**Bloc de texte:**

Le CICR attribue l'insuffisance de l'approvisionnement en eau et les déficiences du traitement et de l'évacuation des eaux usées à plusieurs facteurs : manque d'entretien de l'infrastructure existante, pénurie d'ingénieurs et d'ouvriers expérimentés, et utilisation inadéquate ou pannes de l'équipement.
 

La mauvaise qualité d'une grande partie de l'eau est due à d'autres facteurs, dont les raccordements sauvages au système d'adduction, les réseaux de conduites archaïques qui ne permettent pas d'éviter complètement la contamination, et les interruptions fréquentes de l'approvisionnement en produits chimiques nécessaire pour traiter et désinfecter l'eau. De plus, il arrive souvent que les stations de traitement de l'eau ne puissent pas fonctionner correctement, à cause de pannes de machines et d'une alimentation électrique très irrégulière.

**Données sources:**

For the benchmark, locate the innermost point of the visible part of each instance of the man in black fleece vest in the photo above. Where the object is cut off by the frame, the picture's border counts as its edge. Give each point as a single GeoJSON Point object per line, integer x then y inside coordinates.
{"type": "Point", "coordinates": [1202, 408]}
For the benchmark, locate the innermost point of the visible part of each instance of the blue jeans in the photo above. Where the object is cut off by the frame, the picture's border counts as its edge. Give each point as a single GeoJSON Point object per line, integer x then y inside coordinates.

**Énoncé:**
Recopiez le passage du texte sur l'approvisionnement en eau qui s'ouvre sur les mots contenant « Le CICR attribue » et se ferme sur « électrique très irrégulière. », en rebaptisant « CICR » en « Comité international de la Croix-Rouge ».

**Réponse attendue:**
Le Comité international de la Croix-Rouge attribue l'insuffisance de l'approvisionnement en eau et les déficiences du traitement et de l'évacuation des eaux usées à plusieurs facteurs : manque d'entretien de l'infrastructure existante, pénurie d'ingénieurs et d'ouvriers expérimentés, et utilisation inadéquate ou pannes de l'équipement.
 

La mauvaise qualité d'une grande partie de l'eau est due à d'autres facteurs, dont les raccordements sauvages au système d'adduction, les réseaux de conduites archaïques qui ne permettent pas d'éviter complètement la contamination, et les interruptions fréquentes de l'approvisionnement en produits chimiques nécessaire pour traiter et désinfecter l'eau. De plus, il arrive souvent que les stations de traitement de l'eau ne puissent pas fonctionner correctement, à cause de pannes de machines et d'une alimentation électrique très irrégulière.